WHAT THIS TASK INVOLVES >> The answer is to be all of the data below, reproduced exactly.

Items listed in a dataset:
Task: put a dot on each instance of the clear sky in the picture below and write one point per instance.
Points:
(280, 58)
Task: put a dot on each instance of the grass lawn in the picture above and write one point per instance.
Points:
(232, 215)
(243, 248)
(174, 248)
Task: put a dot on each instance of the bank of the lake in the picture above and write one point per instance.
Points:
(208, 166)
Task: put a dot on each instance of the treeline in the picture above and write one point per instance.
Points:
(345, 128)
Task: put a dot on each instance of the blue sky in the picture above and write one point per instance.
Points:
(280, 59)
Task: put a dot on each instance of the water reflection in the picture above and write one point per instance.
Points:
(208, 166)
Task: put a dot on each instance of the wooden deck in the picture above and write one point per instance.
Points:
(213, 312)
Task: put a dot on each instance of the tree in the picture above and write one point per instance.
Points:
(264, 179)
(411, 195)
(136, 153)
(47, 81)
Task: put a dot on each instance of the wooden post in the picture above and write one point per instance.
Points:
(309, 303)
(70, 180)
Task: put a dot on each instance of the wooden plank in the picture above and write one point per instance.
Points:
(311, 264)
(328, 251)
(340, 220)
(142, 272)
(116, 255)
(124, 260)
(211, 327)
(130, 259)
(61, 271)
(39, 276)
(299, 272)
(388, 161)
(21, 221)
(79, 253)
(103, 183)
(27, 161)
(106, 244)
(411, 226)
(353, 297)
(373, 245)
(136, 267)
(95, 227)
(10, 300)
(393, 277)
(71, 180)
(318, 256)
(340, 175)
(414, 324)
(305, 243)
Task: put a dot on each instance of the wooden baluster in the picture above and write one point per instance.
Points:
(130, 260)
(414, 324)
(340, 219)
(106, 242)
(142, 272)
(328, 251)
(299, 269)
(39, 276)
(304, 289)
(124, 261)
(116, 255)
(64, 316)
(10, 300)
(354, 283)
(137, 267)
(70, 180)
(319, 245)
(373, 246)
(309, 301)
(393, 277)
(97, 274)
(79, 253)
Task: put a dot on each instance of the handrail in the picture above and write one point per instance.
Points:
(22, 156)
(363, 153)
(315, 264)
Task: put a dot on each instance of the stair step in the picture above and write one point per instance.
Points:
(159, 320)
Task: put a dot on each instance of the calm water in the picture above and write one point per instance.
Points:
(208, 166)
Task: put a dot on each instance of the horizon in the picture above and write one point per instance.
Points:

THE COMPLETED TASK >>
Task: put a dot on each instance of the clear sky in the picture below and write one point per instance.
Points:
(280, 58)
Task: put a dot on each instance of the grass lawn in the picture above and write one point per instance.
Points:
(232, 215)
(243, 248)
(174, 248)
Task: put a dot on each instance of the bank of the lake in the picture above and write one point per instance.
Points:
(208, 166)
Task: put a dot on each instance of the treeline in the picture above and write one point per instance.
Points:
(345, 128)
Task: put a dot on each instance of the blue sky in the picture above and write one point per instance.
Points:
(280, 59)
Task: put a dot on each instance of the water reflection in the picture above and write one point per instance.
Points:
(208, 166)
Task: put a dot on each instance of the wooden deck in the picture above and write one point per instance.
Points:
(213, 312)
Task: put a dot on each instance of the tree in the picture above and write one point per instance.
Points:
(264, 179)
(411, 195)
(136, 153)
(47, 81)
Task: put a dot on each instance of the wooden post in the picture above and write one point per instance.
Points:
(309, 303)
(70, 180)
Task: put a dot on each instance of the wooden plank in the picture above and write one point per instance.
Points:
(311, 264)
(328, 251)
(340, 220)
(142, 272)
(116, 255)
(124, 260)
(211, 327)
(130, 259)
(61, 271)
(39, 276)
(299, 272)
(388, 161)
(21, 221)
(79, 253)
(103, 183)
(27, 161)
(106, 244)
(411, 226)
(353, 297)
(373, 245)
(136, 267)
(95, 227)
(10, 300)
(393, 277)
(71, 180)
(318, 256)
(340, 175)
(414, 324)
(305, 243)
Task: put a dot on each instance of the wooden baluster in the picture above and write one point per instance.
Points:
(130, 260)
(414, 324)
(340, 219)
(106, 242)
(142, 272)
(328, 251)
(299, 269)
(39, 276)
(304, 289)
(124, 261)
(116, 255)
(64, 316)
(10, 300)
(354, 283)
(137, 267)
(70, 180)
(319, 245)
(373, 246)
(309, 301)
(393, 277)
(97, 274)
(79, 253)
Task: put a dot on each instance of the handrail in the picture above and write one point per instance.
Points:
(22, 156)
(363, 153)
(315, 264)
Task: put a dot on each instance of the stair step in the picture above and write one point per instance.
Points:
(159, 320)
Task: put a dot on each instance of the calm water in the picture above and write one point per instance.
Points:
(208, 166)
Task: put a dot on each instance of the horizon in the picture above and write one point per instance.
Points:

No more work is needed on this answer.